Collected data
┌──

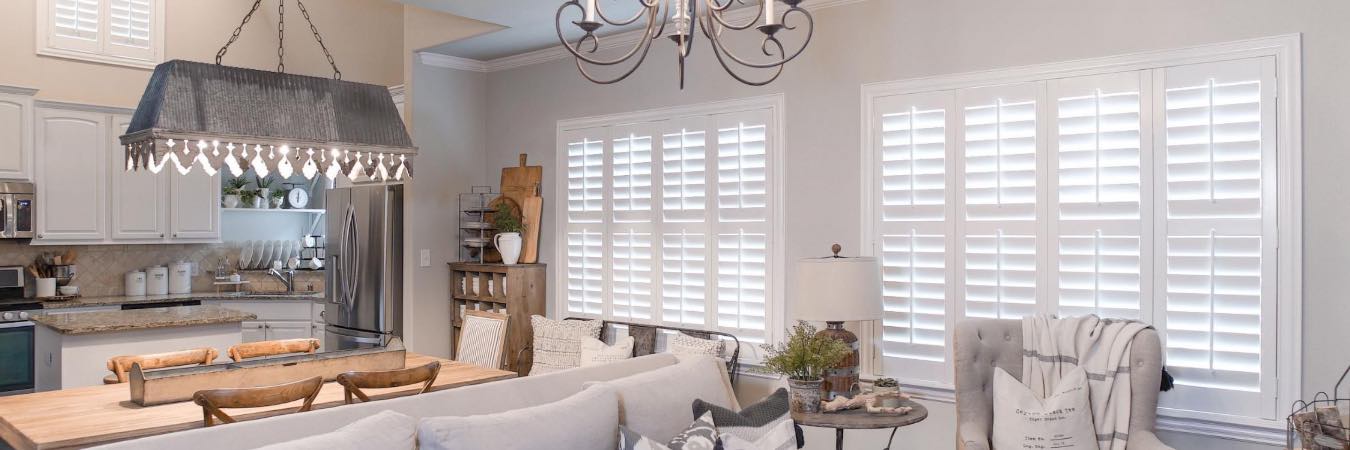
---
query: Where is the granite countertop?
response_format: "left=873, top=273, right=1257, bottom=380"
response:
left=39, top=291, right=324, bottom=310
left=30, top=305, right=258, bottom=335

└──

WHAT THIS TASK INVOLVES:
All of the data above needs to be given again exactly. Leave out each image.

ANSWER FOR THE TASK:
---
query: Where is the granite countertop?
response_format: "left=873, top=273, right=1257, bottom=380"
response:
left=39, top=291, right=324, bottom=310
left=30, top=305, right=258, bottom=335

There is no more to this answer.